— Texto del ejercicio —
========
David Agüera

He de reconocer que estoy impresionado. Ni siquiera sé si esa es la palabra que mejor define mi sentimiento, pero nunca pensé que llegaría a ver lo que está ocurriendo.
Quizá mis ojos se acostumbraron con el paso de los meses a ver rostros cubiertos por mascarillas, quizá mi cabeza ordenó rápido que después del encierro la vida no volvería a ser como antes… Quizá somos más duros de lo que pensábamos pero hay escenas que me rompen por dentro.
Desde luego que lo más estremecedor es sentir el dolor de aquellos que han perdido un ser querido. Saber que no han podido ni despedirse, ni coger la mano de a quien se quiere en sus últimas horas… Esa es la crónica más despiadada de esta pandemia pero que también vivimos con el cáncer, accidentes, terrorismo… El drama humano de perder una parte de ti.
========
— Tareas —
1 - Transcribe del texto sobre la pandemia el fragmento que va desde «Quizá mis ojos» hasta «rompen por dentro.», ambos incluidos.
2 - Por favor, indica si cada afirmación coincide con el texto sobre la pandemia y responde sí o no citando las palabras del texto que lo deciden.
(a) Quien escribe nunca pensó que llegaría a ver lo que está ocurriendo.
(b) Según el texto, tras el encierro la vida volvió a ser como antes.
(c) Lo más estremecedor, según el texto, es ver rostros cubiertos por mascarillas.
3 - Escribe la continuación del texto sobre la pandemia a partir de su última oración.

(Entradas de datos guardadas)
========
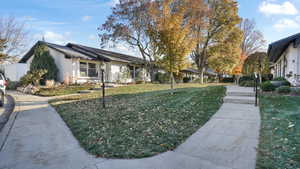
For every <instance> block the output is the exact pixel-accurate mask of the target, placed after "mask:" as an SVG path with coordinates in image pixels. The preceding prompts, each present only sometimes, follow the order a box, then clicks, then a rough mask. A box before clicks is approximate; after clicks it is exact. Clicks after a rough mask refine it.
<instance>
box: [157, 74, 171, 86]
mask: <svg viewBox="0 0 300 169" xmlns="http://www.w3.org/2000/svg"><path fill="white" fill-rule="evenodd" d="M155 81H158V82H159V83H169V81H170V76H169V74H168V73H161V72H158V73H156V74H155Z"/></svg>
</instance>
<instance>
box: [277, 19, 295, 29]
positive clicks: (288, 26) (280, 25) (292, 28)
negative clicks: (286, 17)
mask: <svg viewBox="0 0 300 169" xmlns="http://www.w3.org/2000/svg"><path fill="white" fill-rule="evenodd" d="M273 27H274V28H275V29H276V30H277V31H284V30H291V29H299V28H300V24H299V23H298V22H297V21H295V20H292V19H281V20H279V21H278V22H277V23H275V24H274V25H273Z"/></svg>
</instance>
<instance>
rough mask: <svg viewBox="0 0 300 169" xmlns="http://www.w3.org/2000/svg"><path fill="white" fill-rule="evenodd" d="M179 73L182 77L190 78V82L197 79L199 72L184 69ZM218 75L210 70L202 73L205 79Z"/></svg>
mask: <svg viewBox="0 0 300 169" xmlns="http://www.w3.org/2000/svg"><path fill="white" fill-rule="evenodd" d="M181 73H183V74H184V77H189V78H191V79H192V80H194V79H197V78H199V75H200V74H199V70H197V69H194V68H186V69H183V70H181ZM217 75H218V74H217V73H215V72H214V71H213V70H212V69H210V68H207V69H206V70H205V72H204V76H205V77H206V78H208V77H216V76H217Z"/></svg>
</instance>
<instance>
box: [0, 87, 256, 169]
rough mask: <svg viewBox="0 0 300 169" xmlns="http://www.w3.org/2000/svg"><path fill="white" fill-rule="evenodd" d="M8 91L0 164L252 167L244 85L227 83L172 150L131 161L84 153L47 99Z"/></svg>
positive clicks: (251, 158)
mask: <svg viewBox="0 0 300 169" xmlns="http://www.w3.org/2000/svg"><path fill="white" fill-rule="evenodd" d="M13 95H14V97H15V99H16V100H17V105H16V109H17V111H16V112H15V113H17V115H16V120H15V124H14V126H13V127H12V130H11V133H10V135H9V137H8V138H7V142H6V143H5V145H4V148H3V150H2V151H1V152H0V168H1V169H2V168H3V169H41V168H43V169H58V168H59V169H84V168H85V169H255V161H256V147H257V145H258V137H259V129H260V115H259V110H258V108H257V107H255V106H254V105H253V104H252V103H253V91H252V90H251V89H250V88H241V87H236V86H229V87H227V96H226V97H225V99H224V101H225V103H224V104H223V105H222V106H221V108H220V110H219V111H218V112H217V113H216V114H215V115H214V116H213V117H212V118H211V119H210V120H209V121H208V122H207V123H206V124H205V125H204V126H203V127H202V128H200V129H199V130H198V131H197V132H196V133H194V134H193V135H192V136H191V137H190V138H188V139H187V141H186V142H184V143H183V144H182V145H180V146H179V147H178V148H177V149H175V150H174V151H170V152H166V153H162V154H160V155H157V156H154V157H150V158H144V159H135V160H118V159H101V158H95V157H93V156H91V155H89V154H87V153H86V152H85V151H84V150H83V149H82V148H81V147H80V145H79V144H78V142H77V140H76V139H75V138H74V137H73V135H72V133H71V132H70V130H69V129H68V127H67V126H66V125H65V123H64V122H63V120H62V119H61V118H60V116H59V115H58V114H57V113H56V112H55V110H54V109H53V108H51V107H50V106H49V105H48V104H47V98H41V97H35V96H28V95H22V94H17V93H13ZM5 127H6V126H5ZM0 137H1V134H0Z"/></svg>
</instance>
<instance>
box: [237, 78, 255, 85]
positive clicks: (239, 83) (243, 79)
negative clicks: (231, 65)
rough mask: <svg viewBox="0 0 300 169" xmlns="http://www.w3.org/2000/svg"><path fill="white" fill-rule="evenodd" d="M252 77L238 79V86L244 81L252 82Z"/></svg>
mask: <svg viewBox="0 0 300 169" xmlns="http://www.w3.org/2000/svg"><path fill="white" fill-rule="evenodd" d="M253 80H254V76H243V77H241V78H240V79H239V84H240V85H241V83H243V82H244V81H253Z"/></svg>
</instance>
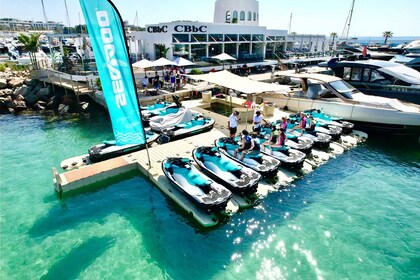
========
— Respuestas por tarea —
1 -
Quizá mis ojos se acostumbraron con el paso de los meses a ver rostros cubiertos por mascarillas, quizá mi cabeza ordenó rápido que después del encierro la vida no volvería a ser como antes… Quizá somos más duros de lo que pensábamos pero hay escenas que me rompen por dentro.

2 -
(a) Sí: «nunca pensé que llegaría a ver lo que está ocurriendo».
(b) No: «después del encierro la vida no volvería a ser como antes».
(c) No: «lo más estremecedor es sentir el dolor de aquellos que han perdido un ser querido».

3 -
Pero lo que nunca imaginé es ver la muerte de ciudades y pueblos enteros. El sobrecogedor impacto de caminar por calles vacías, con persianas bajadas y hostelería cerrada. Ese fundido a negro de hoteles, complejos de ocio y pequeñas empresas. Ese cambio radical del bullicio de la gente disfrutando por el atronador silencio.
Pasamos la barrera psicológica del 2020 esperando que el nuevo año nos trajera algo diferente. Seguro que lo conseguimos, la cuestión es saber si estamos preparados para lo que viene. Si seremos capaz de aguantar los golpes hasta recuperar esa vida en la que, sin saberlo, muchas veces éramos felices.